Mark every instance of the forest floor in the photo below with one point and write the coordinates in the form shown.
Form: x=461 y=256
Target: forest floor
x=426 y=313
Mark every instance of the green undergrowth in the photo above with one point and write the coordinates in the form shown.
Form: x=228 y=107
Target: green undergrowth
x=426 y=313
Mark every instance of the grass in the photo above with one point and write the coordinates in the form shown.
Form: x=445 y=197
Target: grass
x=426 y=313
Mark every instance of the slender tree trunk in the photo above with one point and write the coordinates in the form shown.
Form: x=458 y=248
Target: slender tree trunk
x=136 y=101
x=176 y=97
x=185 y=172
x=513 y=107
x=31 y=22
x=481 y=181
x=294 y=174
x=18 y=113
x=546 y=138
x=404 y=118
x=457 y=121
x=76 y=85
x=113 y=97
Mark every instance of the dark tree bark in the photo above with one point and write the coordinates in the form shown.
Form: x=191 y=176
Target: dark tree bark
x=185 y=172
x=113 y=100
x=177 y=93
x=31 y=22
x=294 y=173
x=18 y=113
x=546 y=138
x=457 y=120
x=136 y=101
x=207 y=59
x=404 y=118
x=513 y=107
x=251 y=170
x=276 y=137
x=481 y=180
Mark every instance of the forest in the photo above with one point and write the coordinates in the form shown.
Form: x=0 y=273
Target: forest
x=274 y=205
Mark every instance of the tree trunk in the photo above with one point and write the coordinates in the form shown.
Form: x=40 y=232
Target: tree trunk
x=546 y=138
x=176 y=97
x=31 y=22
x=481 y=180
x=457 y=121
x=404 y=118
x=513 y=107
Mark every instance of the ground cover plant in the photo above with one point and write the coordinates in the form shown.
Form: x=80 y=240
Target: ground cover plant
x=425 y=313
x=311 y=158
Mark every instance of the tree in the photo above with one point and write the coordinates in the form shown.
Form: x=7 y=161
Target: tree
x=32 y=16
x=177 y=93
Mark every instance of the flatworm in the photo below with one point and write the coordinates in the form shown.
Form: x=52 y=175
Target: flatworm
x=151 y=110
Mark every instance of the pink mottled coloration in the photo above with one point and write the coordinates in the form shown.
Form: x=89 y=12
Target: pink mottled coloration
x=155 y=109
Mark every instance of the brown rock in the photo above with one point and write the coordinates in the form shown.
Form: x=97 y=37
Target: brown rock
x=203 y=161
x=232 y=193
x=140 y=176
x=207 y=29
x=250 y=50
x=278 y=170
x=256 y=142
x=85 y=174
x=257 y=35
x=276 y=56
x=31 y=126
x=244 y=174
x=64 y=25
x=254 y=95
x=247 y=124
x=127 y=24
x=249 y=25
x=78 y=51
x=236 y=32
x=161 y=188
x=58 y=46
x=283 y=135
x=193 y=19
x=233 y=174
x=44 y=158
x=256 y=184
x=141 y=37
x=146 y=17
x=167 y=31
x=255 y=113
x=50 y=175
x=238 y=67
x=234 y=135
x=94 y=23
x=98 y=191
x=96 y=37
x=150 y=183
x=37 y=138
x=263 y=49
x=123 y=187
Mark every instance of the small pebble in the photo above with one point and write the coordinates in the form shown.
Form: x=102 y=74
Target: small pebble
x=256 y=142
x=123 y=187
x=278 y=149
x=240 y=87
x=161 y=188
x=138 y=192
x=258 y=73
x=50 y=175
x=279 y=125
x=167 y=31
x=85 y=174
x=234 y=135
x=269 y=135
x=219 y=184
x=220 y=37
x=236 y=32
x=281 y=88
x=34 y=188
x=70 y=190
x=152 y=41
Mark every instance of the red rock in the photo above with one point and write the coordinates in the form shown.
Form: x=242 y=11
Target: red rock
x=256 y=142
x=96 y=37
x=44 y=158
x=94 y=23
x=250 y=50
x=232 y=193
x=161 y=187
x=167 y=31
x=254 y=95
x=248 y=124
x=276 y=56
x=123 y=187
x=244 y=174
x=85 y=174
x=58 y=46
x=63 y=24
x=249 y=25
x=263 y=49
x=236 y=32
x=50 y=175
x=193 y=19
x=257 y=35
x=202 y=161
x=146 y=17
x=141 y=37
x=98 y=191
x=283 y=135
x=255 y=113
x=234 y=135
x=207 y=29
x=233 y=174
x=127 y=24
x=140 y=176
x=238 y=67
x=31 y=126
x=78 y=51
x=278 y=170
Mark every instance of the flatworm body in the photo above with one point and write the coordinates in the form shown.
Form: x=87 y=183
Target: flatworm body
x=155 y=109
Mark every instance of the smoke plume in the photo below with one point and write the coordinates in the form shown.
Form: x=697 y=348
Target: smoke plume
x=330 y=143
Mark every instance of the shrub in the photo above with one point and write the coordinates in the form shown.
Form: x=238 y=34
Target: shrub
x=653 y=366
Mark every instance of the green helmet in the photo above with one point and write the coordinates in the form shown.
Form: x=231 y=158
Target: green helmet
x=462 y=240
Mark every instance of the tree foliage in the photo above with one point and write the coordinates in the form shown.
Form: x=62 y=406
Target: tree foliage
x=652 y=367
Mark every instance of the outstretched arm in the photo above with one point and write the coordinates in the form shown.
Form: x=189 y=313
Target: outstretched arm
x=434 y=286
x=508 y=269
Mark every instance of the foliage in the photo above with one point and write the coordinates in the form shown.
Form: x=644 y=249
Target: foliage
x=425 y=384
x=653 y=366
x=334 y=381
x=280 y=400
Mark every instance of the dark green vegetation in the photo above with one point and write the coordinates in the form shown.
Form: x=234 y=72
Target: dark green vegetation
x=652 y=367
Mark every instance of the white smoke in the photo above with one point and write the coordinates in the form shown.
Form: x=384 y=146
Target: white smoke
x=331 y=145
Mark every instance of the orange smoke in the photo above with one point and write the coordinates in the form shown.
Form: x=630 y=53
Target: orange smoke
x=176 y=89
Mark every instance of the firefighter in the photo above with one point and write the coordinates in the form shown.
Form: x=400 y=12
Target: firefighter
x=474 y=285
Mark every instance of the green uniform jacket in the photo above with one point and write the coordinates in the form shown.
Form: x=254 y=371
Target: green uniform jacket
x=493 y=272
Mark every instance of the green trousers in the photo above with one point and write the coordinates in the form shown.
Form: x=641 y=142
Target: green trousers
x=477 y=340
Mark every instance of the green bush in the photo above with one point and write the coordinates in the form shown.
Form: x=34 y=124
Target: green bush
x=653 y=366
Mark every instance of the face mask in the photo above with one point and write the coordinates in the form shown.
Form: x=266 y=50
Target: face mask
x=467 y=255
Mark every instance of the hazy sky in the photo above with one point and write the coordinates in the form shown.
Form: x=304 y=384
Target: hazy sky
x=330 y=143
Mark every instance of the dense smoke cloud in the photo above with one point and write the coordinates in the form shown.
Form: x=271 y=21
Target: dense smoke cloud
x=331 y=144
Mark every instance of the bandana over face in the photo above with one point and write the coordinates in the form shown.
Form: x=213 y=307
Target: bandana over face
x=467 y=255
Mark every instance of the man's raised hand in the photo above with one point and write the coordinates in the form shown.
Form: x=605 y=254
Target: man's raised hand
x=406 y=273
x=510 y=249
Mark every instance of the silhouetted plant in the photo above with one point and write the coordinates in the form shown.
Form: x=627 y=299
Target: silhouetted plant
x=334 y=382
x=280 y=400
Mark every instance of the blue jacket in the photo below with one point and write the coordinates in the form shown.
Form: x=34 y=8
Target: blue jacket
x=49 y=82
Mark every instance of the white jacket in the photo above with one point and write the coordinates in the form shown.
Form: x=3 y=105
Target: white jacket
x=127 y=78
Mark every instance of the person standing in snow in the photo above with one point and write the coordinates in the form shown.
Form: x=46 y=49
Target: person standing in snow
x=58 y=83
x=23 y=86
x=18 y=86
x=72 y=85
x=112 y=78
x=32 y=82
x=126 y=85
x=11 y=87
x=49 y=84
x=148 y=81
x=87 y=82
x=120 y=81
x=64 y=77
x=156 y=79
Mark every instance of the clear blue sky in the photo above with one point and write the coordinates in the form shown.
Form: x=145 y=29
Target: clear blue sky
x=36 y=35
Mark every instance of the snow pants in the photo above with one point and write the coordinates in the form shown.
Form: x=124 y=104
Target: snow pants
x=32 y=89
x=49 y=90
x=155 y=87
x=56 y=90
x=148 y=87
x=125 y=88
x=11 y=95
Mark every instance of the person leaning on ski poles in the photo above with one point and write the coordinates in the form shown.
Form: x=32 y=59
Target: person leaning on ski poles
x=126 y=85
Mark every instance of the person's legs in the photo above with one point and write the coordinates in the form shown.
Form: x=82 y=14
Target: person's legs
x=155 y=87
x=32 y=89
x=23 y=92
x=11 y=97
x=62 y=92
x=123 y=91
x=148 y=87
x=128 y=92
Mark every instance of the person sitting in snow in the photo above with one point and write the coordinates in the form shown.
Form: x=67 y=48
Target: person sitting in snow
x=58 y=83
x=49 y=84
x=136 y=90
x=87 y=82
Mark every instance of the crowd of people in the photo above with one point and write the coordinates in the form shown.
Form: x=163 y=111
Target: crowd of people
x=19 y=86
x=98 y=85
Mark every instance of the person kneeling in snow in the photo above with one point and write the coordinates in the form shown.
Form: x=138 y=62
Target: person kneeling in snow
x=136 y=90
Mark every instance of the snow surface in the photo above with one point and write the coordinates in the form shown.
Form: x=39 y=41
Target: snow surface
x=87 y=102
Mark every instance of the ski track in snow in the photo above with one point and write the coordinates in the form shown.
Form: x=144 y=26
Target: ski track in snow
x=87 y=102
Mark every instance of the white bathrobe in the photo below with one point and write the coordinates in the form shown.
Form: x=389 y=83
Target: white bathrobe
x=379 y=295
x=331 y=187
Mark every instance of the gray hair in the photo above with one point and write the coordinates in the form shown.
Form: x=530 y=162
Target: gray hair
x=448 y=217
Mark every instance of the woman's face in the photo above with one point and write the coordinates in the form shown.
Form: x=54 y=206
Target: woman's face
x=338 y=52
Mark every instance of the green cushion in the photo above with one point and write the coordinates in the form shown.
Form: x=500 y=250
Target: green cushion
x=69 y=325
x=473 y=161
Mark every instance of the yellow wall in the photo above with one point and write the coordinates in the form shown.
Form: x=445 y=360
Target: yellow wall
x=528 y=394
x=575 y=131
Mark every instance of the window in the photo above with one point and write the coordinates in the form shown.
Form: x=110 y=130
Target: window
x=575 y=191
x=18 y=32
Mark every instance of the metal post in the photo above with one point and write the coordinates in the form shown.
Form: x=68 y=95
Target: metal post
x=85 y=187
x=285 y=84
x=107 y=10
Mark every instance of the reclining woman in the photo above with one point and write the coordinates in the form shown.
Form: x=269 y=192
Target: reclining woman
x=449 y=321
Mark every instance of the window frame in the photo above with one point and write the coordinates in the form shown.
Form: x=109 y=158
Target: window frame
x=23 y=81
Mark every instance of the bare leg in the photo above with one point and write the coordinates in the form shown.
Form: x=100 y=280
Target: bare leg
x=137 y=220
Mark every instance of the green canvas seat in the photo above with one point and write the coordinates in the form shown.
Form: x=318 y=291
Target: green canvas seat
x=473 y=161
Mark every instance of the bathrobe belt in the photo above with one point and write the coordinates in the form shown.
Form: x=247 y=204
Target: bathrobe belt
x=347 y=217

» Aim
Rewrite the records, beginning at the line that has "Mark every instance of the white smoke" and stopping after the line that has "x=477 y=340", with the requests kept in. Multiply every coordinate in the answers by 2.6 and round to whole numbers, with halves rounding up, but leave the numbers in the requests and their sample forms as they are.

» Final result
Mark every instance of the white smoke in the photo above with one point and write the coordinates in the form shown.
Form: x=384 y=146
Target: white smoke
x=861 y=377
Mark every instance of the orange smoke in the photo above with one point and write the coordinates in the form shown.
Form: x=630 y=53
Target: orange smoke
x=458 y=231
Mark every instance of the firefighter in the photo above with one point and write the coordinates in the form shown.
Form: x=400 y=12
Target: firefighter
x=1232 y=741
Mark every instance of the green uniform jacket in the photo above with one point and write the coordinates in the form shown.
Form: x=254 y=371
Target: green uniform jacket
x=1282 y=707
Mark every instance of the green trousers in the photo above with one point and write the coordinates in the form shown.
Form: x=641 y=142
Target: green trousers
x=1240 y=884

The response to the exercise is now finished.